[Assignment] Reproduce the following data verbatim, line for line, with no alterations.

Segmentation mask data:
################
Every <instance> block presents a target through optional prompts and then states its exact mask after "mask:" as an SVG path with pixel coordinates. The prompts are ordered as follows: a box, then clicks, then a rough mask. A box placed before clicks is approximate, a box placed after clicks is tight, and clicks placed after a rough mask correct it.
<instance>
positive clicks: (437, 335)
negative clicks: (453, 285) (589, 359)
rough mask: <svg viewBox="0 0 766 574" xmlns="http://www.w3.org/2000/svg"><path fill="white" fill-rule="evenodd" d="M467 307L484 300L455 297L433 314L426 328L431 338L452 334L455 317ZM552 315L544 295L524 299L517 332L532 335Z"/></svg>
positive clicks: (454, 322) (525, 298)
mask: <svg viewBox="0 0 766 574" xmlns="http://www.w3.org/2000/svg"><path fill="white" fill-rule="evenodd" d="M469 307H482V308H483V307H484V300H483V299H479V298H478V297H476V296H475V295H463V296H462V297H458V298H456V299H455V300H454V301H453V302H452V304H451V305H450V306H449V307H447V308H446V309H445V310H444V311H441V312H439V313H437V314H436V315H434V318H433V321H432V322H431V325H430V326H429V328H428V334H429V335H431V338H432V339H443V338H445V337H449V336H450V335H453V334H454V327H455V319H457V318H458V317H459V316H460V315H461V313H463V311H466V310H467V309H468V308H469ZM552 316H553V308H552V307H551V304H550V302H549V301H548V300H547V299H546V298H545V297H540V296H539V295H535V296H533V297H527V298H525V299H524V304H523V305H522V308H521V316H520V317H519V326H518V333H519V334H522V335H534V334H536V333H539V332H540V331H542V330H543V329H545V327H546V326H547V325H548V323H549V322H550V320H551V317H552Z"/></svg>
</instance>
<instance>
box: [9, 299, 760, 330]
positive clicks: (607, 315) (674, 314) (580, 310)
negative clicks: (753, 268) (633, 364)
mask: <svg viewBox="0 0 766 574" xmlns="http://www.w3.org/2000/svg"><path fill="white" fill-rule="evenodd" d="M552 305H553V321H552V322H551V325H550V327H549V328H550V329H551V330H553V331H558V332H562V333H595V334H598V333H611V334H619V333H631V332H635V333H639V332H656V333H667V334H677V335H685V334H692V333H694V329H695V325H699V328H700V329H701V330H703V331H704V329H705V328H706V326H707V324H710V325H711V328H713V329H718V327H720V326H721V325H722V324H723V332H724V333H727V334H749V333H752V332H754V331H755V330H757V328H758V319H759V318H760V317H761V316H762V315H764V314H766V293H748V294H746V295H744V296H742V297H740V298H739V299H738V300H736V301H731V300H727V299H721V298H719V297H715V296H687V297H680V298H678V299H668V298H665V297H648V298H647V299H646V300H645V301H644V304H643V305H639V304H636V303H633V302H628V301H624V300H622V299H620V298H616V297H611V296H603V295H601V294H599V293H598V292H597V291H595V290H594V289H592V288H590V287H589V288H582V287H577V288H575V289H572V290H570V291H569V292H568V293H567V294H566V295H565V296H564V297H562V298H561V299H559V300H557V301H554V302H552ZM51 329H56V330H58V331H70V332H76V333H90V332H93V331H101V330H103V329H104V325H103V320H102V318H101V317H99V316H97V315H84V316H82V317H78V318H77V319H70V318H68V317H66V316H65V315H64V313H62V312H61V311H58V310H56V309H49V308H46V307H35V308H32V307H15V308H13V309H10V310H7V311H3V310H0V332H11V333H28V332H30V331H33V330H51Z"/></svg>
################
[Written response]
Every <instance> block presents a target through optional prompts and then states its exact mask after "mask:" as an SVG path with pixel coordinates. The prompts are ordered as follows: a box, then clicks, then a rough mask. A box placed before clicks is approximate, a box placed after clicks is tight, and clicks placed after a rough mask correct it.
<instance>
positive clicks: (437, 335)
negative clicks: (453, 285) (589, 359)
rough mask: <svg viewBox="0 0 766 574" xmlns="http://www.w3.org/2000/svg"><path fill="white" fill-rule="evenodd" d="M467 307L484 300L455 297L433 314L426 328L431 338L452 334L455 317ZM552 315L544 295L524 299L517 332L532 335Z"/></svg>
positive clicks: (454, 322) (525, 298)
mask: <svg viewBox="0 0 766 574" xmlns="http://www.w3.org/2000/svg"><path fill="white" fill-rule="evenodd" d="M469 307H482V308H483V307H484V300H483V299H479V298H478V297H476V296H475V295H463V296H462V297H458V298H456V299H455V300H454V301H453V302H452V304H451V305H450V306H449V307H447V308H446V309H445V310H444V311H441V312H439V313H437V314H436V315H434V318H433V321H432V322H431V325H430V326H429V328H428V334H429V335H431V338H432V339H443V338H445V337H449V336H450V335H453V334H454V327H455V319H457V318H458V317H459V316H460V315H461V313H463V311H466V310H467V309H468V308H469ZM552 316H553V308H552V307H551V304H550V302H549V301H548V300H547V299H546V298H545V297H540V296H539V295H535V296H533V297H527V298H525V299H524V304H523V305H522V308H521V316H520V317H519V326H518V333H519V334H522V335H534V334H536V333H539V332H540V331H542V330H543V329H545V327H546V326H547V325H548V323H549V322H550V320H551V317H552Z"/></svg>
</instance>
<instance>
box: [9, 299, 760, 330]
positive clicks: (607, 315) (674, 314) (580, 310)
negative clicks: (753, 268) (633, 364)
mask: <svg viewBox="0 0 766 574" xmlns="http://www.w3.org/2000/svg"><path fill="white" fill-rule="evenodd" d="M552 305H553V321H552V322H551V325H550V327H549V328H550V329H551V330H553V331H558V332H562V333H595V334H598V333H611V334H619V333H631V332H635V333H639V332H656V333H667V334H677V335H685V334H692V333H694V329H695V325H699V328H700V329H701V330H703V331H704V329H705V328H706V326H707V324H710V325H711V328H713V329H718V327H720V326H721V325H722V324H723V332H724V333H727V334H749V333H752V332H754V331H755V330H757V328H758V319H759V318H760V317H761V316H762V315H764V314H766V293H748V294H746V295H744V296H742V297H740V298H739V299H738V300H736V301H731V300H727V299H721V298H719V297H715V296H687V297H680V298H678V299H668V298H665V297H648V298H647V299H646V300H645V301H644V304H643V305H639V304H636V303H633V302H628V301H624V300H622V299H620V298H616V297H611V296H603V295H601V294H599V293H598V292H597V291H595V290H594V289H592V288H590V287H589V288H582V287H577V288H575V289H572V290H570V291H569V292H568V293H567V294H566V295H565V296H564V297H562V298H561V299H559V300H557V301H554V302H552ZM51 329H56V330H58V331H70V332H76V333H90V332H93V331H101V330H103V329H104V325H103V320H102V318H101V317H99V316H97V315H84V316H82V317H78V318H77V319H70V318H68V317H66V316H65V315H64V313H62V312H61V311H58V310H56V309H49V308H46V307H35V308H32V307H15V308H13V309H10V310H7V311H3V310H0V332H11V333H28V332H30V331H33V330H51Z"/></svg>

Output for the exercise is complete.